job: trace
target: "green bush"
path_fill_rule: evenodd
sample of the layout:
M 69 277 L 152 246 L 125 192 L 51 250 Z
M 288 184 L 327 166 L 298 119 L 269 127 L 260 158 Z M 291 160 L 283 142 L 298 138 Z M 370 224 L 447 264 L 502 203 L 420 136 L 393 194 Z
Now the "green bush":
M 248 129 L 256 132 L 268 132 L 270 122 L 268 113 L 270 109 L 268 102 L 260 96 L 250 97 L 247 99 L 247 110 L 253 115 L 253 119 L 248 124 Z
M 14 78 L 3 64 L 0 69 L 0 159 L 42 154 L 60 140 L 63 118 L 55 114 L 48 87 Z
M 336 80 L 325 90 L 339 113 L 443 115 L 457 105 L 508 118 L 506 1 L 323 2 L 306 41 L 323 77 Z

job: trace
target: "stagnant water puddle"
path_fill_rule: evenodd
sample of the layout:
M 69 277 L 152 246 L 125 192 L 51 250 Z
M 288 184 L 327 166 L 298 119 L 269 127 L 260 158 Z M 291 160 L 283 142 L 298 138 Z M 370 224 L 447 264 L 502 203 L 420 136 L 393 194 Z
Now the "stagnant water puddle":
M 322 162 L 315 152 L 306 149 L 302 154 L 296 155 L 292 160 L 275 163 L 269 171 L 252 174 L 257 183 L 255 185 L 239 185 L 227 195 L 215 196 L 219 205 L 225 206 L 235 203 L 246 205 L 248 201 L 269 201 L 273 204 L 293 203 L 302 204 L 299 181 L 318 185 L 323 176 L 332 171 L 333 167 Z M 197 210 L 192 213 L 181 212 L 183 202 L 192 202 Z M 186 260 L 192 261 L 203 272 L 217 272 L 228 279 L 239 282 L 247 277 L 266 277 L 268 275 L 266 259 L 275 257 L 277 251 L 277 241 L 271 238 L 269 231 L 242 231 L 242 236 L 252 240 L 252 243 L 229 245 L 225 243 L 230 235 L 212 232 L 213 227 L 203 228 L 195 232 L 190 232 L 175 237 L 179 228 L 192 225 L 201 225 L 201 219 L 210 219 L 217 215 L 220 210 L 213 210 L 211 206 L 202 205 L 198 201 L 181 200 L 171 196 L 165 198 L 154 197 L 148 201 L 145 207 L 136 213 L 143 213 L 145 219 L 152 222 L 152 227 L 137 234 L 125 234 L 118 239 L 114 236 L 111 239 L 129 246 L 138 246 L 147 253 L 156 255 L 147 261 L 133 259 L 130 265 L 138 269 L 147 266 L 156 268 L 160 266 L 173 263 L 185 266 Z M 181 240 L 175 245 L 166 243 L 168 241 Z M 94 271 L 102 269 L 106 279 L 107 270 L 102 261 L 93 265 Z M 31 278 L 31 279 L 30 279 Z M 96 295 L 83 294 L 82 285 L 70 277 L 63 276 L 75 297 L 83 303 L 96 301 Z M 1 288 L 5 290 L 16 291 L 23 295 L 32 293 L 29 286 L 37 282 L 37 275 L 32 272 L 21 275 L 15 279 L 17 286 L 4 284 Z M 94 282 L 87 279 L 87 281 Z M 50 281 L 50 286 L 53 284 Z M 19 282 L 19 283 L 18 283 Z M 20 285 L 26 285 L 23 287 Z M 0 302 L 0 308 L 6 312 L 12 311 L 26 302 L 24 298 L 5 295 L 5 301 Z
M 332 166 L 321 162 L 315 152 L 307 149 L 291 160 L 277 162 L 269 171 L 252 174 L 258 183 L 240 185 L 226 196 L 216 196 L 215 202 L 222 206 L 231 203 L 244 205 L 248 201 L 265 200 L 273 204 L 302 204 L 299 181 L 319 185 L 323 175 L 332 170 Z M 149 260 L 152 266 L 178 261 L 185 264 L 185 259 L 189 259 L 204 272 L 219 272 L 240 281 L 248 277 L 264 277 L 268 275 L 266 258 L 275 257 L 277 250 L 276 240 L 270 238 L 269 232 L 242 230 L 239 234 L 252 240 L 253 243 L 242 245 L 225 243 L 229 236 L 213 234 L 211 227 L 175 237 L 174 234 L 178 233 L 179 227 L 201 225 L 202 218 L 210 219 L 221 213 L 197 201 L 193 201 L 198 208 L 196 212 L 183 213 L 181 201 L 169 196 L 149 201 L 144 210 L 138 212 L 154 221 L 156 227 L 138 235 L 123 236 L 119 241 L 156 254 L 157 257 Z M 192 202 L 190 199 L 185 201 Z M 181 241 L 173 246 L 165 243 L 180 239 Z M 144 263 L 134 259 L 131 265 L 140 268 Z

_Requirements_
Express every line of the listing above as a JSON list of strings, one string per line, leaving out blank lines.

_The solution_
[
  "job: trace",
  "target: \"green bush\"",
  "path_fill_rule: evenodd",
  "sample of the layout:",
  "M 69 277 L 152 246 L 125 192 L 51 250 Z",
  "M 288 184 L 327 166 L 298 119 L 269 127 L 260 158 Z M 291 160 L 283 142 L 298 138 Z M 370 224 L 447 264 L 502 203 L 420 136 L 393 194 Z",
  "Now the \"green bush\":",
  "M 248 129 L 256 132 L 268 132 L 270 122 L 268 113 L 270 109 L 268 102 L 260 96 L 250 97 L 247 99 L 247 110 L 253 115 L 253 119 L 248 124 Z",
  "M 14 78 L 3 64 L 0 69 L 0 159 L 42 154 L 60 140 L 63 118 L 55 114 L 48 87 Z",
  "M 336 80 L 325 90 L 339 113 L 443 115 L 457 105 L 508 118 L 506 1 L 323 2 L 306 41 L 323 77 Z",
  "job: trace",
  "target: \"stagnant water puddle\"",
  "path_fill_rule: evenodd",
  "sample of the layout:",
  "M 69 277 L 152 246 L 125 192 L 51 250 Z",
  "M 288 184 L 327 166 L 298 119 L 269 127 L 260 158 Z M 291 160 L 283 142 L 298 138 Z M 370 224 L 447 264 L 502 203 L 420 136 L 393 194 Z",
  "Now the \"stagnant water puddle\":",
  "M 322 162 L 315 152 L 306 149 L 302 154 L 296 155 L 292 160 L 275 163 L 269 171 L 252 174 L 257 183 L 255 185 L 239 185 L 227 195 L 215 196 L 219 205 L 225 206 L 235 203 L 246 205 L 248 201 L 269 201 L 273 204 L 293 203 L 302 204 L 299 181 L 318 185 L 323 176 L 332 171 L 333 167 Z M 197 210 L 192 213 L 181 212 L 183 202 L 192 202 Z M 186 260 L 192 261 L 203 272 L 217 272 L 228 279 L 239 282 L 247 277 L 266 277 L 268 275 L 266 259 L 275 257 L 277 251 L 277 241 L 271 238 L 269 231 L 242 231 L 242 236 L 252 240 L 252 243 L 229 245 L 225 243 L 230 235 L 212 232 L 213 227 L 203 228 L 195 232 L 190 232 L 175 237 L 179 228 L 192 225 L 201 225 L 201 219 L 210 219 L 217 215 L 220 210 L 213 210 L 211 206 L 202 205 L 198 201 L 181 200 L 171 196 L 165 198 L 154 197 L 148 201 L 145 207 L 136 213 L 143 213 L 145 219 L 152 222 L 152 227 L 137 234 L 125 234 L 118 239 L 114 236 L 111 239 L 129 246 L 138 246 L 147 253 L 156 255 L 147 261 L 133 259 L 130 265 L 138 269 L 147 266 L 156 268 L 160 266 L 173 263 L 185 266 Z M 181 240 L 175 245 L 166 243 L 168 241 Z M 94 271 L 102 269 L 106 279 L 107 270 L 102 261 L 93 265 Z M 31 278 L 31 279 L 30 279 Z M 96 295 L 83 294 L 82 285 L 70 277 L 63 276 L 75 297 L 83 303 L 96 301 Z M 1 288 L 5 290 L 16 291 L 23 295 L 32 293 L 29 286 L 37 282 L 37 275 L 32 272 L 21 275 L 15 279 L 17 286 L 4 284 Z M 94 282 L 87 279 L 87 281 Z M 50 281 L 50 286 L 53 284 Z M 19 282 L 19 283 L 18 283 Z M 20 285 L 26 285 L 23 287 Z M 0 302 L 0 308 L 6 312 L 12 311 L 26 302 L 24 298 L 5 295 L 5 301 Z",
  "M 332 166 L 321 162 L 315 152 L 307 149 L 291 160 L 277 162 L 269 171 L 252 174 L 258 183 L 240 185 L 226 196 L 216 196 L 215 202 L 222 206 L 231 203 L 244 205 L 248 201 L 265 200 L 273 204 L 302 204 L 299 181 L 319 185 L 323 175 L 332 170 Z M 149 260 L 152 266 L 178 261 L 185 264 L 185 259 L 189 259 L 204 272 L 219 272 L 240 281 L 248 277 L 264 277 L 268 275 L 266 258 L 275 257 L 277 250 L 276 240 L 270 238 L 269 232 L 242 230 L 239 234 L 252 240 L 253 243 L 242 245 L 225 243 L 229 236 L 213 234 L 211 227 L 175 237 L 174 234 L 178 233 L 179 227 L 201 225 L 202 218 L 210 219 L 221 213 L 197 201 L 193 201 L 198 208 L 196 212 L 183 213 L 181 201 L 169 196 L 149 201 L 144 210 L 138 212 L 154 221 L 156 227 L 138 235 L 123 236 L 119 241 L 156 254 L 157 257 Z M 192 202 L 190 199 L 185 201 Z M 181 241 L 173 246 L 165 243 L 180 239 Z M 144 263 L 134 259 L 131 265 L 140 268 Z"
]